THE TASK
Copy out the lines between the one holding "Our annotation team needs the tall" and the one holding "245 731 319 797", inclusive, exactly as they appear.

(Data items)
>>>
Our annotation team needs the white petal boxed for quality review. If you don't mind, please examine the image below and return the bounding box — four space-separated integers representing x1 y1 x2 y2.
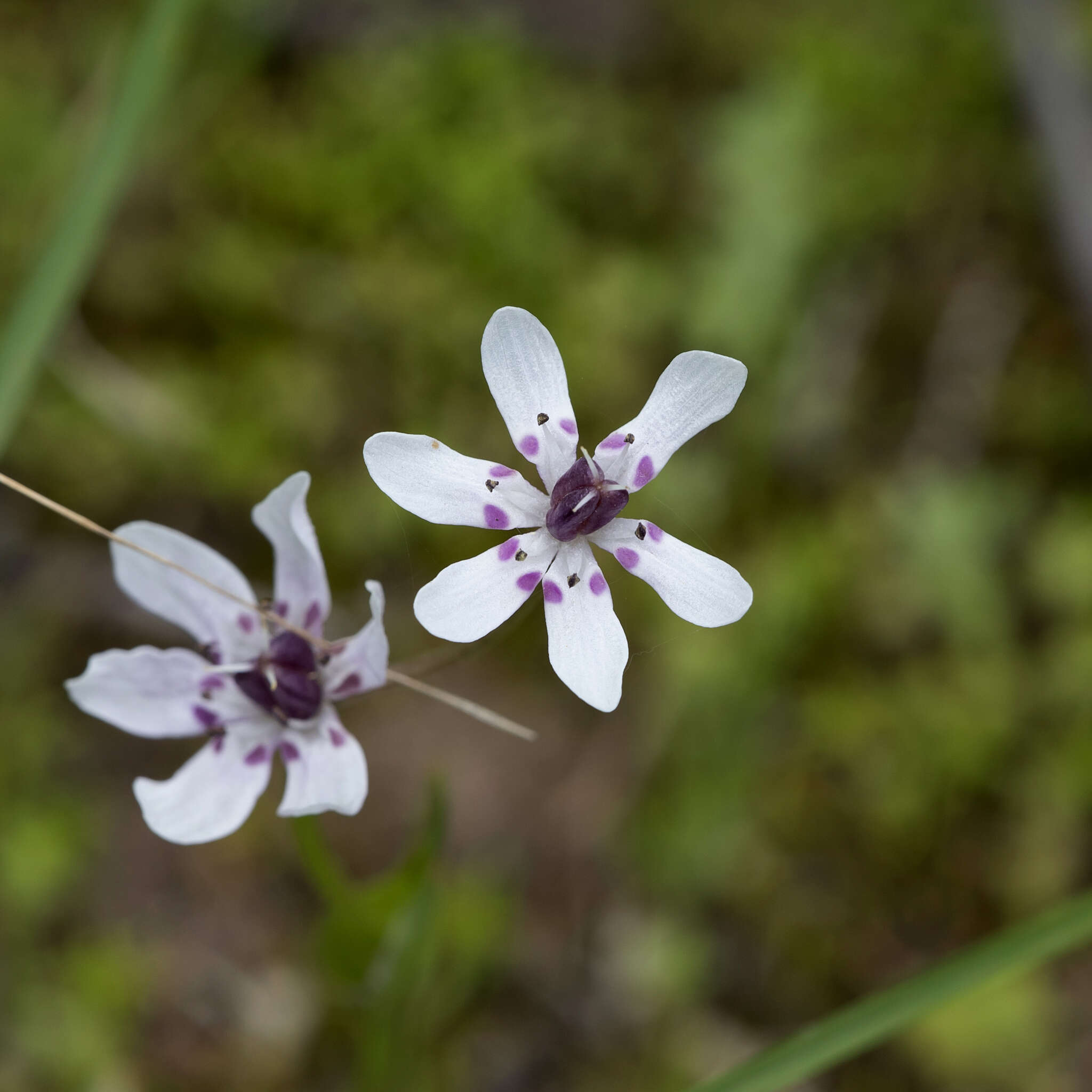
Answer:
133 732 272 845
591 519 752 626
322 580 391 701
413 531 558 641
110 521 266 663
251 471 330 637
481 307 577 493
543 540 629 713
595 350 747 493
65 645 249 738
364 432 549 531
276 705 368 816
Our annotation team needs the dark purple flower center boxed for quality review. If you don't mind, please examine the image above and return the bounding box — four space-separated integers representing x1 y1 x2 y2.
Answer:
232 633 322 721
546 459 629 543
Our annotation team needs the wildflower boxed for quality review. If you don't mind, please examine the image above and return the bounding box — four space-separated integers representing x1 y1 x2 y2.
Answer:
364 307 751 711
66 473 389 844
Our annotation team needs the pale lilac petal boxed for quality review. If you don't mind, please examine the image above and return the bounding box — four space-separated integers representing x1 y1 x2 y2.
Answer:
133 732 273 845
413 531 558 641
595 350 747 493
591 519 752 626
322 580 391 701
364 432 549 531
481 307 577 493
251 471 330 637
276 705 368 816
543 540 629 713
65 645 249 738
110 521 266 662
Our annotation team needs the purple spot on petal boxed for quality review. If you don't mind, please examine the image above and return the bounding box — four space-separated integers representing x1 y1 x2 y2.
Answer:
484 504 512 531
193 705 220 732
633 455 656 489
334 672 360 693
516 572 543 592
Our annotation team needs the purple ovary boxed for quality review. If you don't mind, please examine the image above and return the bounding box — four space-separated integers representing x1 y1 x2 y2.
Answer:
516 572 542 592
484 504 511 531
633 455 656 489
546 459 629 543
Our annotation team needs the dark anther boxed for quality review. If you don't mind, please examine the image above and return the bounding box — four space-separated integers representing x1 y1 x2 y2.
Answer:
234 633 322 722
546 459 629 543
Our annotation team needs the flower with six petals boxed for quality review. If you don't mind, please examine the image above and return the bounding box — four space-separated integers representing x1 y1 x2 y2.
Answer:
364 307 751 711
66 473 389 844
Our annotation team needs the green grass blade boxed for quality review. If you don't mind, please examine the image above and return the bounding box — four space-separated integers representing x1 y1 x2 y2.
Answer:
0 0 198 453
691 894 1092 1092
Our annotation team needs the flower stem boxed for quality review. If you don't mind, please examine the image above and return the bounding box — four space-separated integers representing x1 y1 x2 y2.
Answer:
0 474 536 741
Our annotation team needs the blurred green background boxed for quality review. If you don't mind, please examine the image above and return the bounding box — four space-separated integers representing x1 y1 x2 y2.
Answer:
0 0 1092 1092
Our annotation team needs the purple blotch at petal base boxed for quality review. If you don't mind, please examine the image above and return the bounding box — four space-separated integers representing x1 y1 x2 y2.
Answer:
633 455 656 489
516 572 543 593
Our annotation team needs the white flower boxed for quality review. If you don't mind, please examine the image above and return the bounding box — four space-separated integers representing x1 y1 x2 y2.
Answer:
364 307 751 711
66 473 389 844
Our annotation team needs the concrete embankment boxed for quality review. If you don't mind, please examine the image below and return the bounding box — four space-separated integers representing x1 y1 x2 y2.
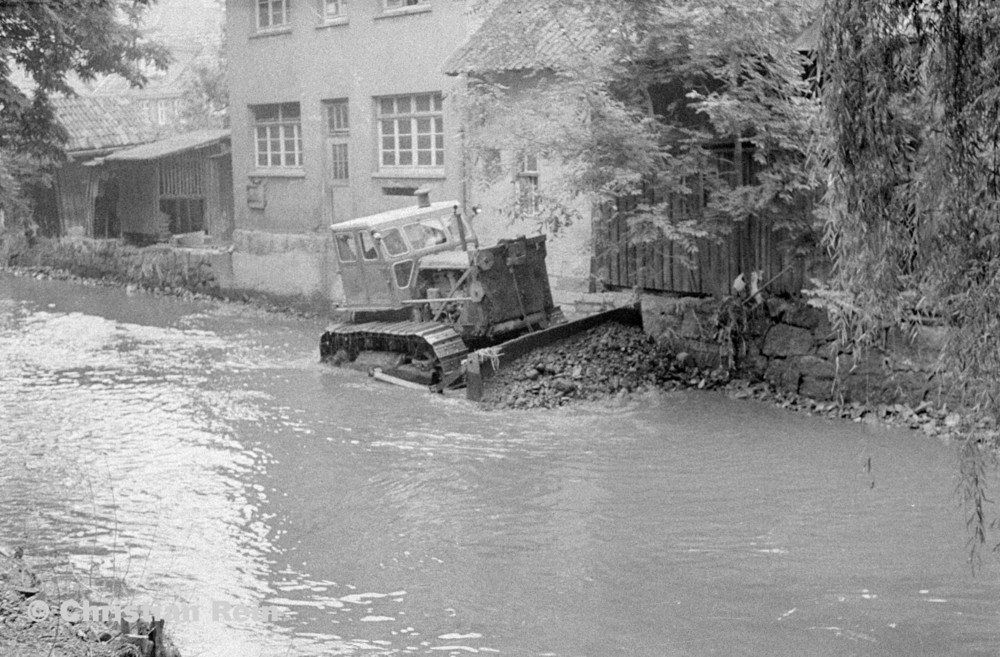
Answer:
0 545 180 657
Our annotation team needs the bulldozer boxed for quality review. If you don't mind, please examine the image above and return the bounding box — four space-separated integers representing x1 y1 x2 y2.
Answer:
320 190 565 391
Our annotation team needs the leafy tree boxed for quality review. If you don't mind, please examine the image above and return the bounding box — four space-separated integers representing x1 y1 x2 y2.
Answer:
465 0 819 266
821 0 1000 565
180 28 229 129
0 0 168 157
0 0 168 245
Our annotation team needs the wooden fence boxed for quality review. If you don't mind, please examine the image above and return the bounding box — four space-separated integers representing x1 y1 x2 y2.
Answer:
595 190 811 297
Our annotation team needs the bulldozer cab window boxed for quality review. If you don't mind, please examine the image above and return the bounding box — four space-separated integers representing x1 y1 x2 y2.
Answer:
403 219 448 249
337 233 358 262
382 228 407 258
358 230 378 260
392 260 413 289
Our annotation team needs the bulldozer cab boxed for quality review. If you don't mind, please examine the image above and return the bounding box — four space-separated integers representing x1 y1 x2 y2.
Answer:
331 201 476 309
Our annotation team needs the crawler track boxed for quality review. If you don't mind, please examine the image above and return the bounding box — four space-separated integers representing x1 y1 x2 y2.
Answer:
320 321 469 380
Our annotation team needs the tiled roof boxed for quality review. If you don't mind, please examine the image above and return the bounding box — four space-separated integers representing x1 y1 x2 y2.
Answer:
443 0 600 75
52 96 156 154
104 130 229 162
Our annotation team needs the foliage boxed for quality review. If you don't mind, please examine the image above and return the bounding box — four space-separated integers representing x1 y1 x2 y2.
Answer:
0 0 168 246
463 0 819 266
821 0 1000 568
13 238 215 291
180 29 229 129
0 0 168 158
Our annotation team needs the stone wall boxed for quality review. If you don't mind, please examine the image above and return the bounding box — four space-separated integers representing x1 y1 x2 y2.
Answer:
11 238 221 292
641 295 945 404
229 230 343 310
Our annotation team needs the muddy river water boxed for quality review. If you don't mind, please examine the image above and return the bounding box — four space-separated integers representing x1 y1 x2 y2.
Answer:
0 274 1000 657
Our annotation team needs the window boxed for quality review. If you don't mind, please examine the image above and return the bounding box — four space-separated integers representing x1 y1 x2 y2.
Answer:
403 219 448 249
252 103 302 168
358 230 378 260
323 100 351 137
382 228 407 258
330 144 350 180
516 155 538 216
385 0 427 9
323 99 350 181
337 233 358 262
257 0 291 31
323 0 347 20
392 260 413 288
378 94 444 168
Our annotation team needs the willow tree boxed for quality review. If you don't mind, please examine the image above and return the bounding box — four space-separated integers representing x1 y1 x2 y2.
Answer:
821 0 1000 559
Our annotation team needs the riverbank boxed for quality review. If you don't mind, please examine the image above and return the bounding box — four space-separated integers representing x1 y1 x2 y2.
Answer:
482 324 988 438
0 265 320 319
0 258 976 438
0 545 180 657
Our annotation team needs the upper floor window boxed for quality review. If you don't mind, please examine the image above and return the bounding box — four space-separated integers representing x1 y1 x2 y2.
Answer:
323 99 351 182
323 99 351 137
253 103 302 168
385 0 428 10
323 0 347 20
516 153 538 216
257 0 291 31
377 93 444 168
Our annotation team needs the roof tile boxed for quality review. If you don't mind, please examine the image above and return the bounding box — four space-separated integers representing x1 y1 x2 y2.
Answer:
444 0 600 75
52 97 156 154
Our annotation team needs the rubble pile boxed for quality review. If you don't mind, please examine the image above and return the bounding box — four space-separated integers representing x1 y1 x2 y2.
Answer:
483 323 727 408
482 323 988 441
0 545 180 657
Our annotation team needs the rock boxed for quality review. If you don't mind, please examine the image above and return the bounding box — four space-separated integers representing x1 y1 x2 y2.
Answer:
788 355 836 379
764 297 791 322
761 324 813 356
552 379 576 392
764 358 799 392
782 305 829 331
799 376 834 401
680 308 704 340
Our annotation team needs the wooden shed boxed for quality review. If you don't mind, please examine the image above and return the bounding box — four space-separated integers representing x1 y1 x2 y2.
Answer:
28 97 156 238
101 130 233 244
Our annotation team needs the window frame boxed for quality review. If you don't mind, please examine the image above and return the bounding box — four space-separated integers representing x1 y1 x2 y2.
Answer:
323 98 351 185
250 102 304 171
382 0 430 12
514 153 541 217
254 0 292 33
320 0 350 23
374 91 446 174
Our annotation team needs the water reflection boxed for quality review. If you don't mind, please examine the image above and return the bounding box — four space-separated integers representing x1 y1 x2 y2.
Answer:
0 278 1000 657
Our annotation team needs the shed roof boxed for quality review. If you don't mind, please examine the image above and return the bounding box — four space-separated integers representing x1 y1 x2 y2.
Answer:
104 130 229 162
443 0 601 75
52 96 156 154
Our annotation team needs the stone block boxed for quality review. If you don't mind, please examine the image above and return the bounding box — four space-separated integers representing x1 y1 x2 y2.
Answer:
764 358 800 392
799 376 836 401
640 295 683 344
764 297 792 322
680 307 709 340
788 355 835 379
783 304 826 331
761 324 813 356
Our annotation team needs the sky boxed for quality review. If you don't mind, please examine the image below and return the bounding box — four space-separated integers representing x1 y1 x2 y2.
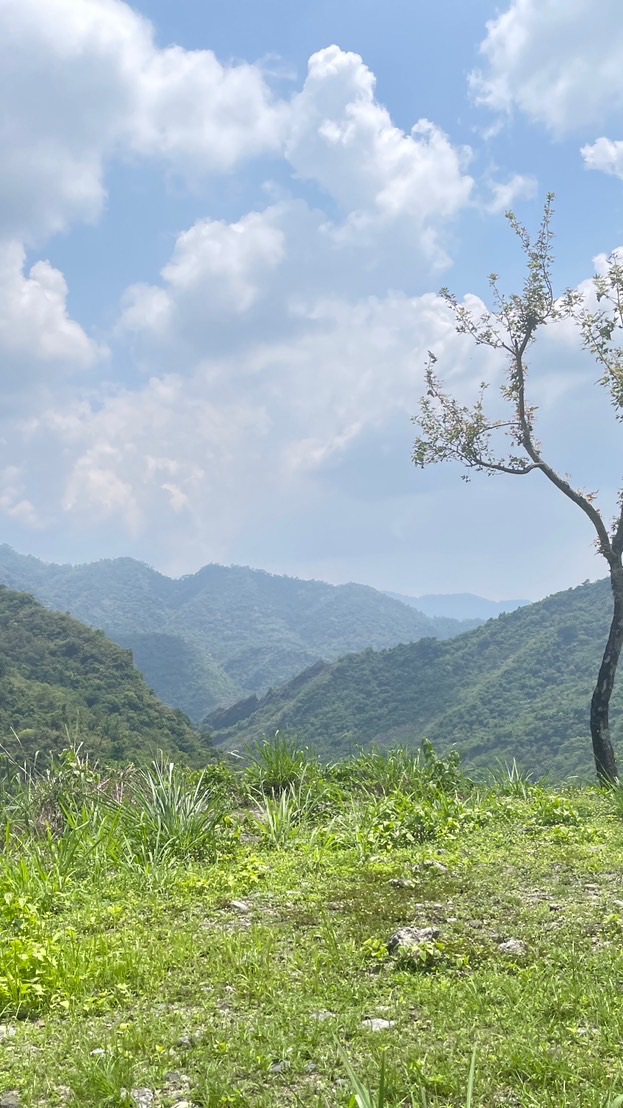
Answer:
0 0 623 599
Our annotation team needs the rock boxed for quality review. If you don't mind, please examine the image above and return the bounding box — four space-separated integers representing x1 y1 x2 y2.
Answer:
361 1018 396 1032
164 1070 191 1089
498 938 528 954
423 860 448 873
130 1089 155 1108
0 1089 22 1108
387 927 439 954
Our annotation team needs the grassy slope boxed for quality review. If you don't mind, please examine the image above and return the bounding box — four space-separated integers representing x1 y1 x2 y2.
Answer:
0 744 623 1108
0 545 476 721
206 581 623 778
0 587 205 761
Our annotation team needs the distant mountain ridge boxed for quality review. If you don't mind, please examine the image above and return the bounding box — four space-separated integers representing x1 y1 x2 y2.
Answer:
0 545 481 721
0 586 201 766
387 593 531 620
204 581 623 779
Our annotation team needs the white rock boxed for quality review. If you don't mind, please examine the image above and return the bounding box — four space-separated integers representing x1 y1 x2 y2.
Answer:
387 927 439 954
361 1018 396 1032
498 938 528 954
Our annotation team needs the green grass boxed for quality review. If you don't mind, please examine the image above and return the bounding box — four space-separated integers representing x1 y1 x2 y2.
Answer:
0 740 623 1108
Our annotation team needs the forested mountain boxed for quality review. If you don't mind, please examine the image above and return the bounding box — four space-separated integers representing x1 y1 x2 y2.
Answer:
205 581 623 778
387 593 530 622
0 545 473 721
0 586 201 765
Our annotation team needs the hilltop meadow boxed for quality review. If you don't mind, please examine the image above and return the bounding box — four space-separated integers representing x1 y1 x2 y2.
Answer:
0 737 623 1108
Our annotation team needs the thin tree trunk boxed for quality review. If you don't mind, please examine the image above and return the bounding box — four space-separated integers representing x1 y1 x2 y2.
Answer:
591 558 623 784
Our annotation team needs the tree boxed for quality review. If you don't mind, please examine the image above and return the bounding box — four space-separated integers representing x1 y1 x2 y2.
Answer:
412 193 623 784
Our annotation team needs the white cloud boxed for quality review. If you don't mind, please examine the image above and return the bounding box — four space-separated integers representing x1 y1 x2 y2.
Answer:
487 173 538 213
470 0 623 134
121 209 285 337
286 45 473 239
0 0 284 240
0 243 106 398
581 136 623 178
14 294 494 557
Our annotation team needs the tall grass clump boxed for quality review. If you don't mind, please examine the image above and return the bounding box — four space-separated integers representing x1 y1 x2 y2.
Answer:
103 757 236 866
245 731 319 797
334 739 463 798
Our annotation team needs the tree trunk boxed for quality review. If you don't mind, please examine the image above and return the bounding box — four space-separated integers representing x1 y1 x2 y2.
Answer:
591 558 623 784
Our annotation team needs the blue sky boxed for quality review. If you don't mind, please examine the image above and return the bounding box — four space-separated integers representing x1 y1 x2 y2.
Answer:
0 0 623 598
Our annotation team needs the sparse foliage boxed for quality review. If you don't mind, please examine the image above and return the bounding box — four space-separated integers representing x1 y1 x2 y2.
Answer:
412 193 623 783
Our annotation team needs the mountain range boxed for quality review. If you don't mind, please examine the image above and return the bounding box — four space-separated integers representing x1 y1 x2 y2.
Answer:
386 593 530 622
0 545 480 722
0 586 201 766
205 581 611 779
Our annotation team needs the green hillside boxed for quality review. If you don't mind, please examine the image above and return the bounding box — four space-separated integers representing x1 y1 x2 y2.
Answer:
<<<
RESPONSE
Our annotation team needs the tall grass clump boxed for quality review. If you don't mind, please examine the image above and return the bounding box — four space-separated integers representing x1 y1 x2 y2.
Answer:
103 757 236 866
245 731 319 797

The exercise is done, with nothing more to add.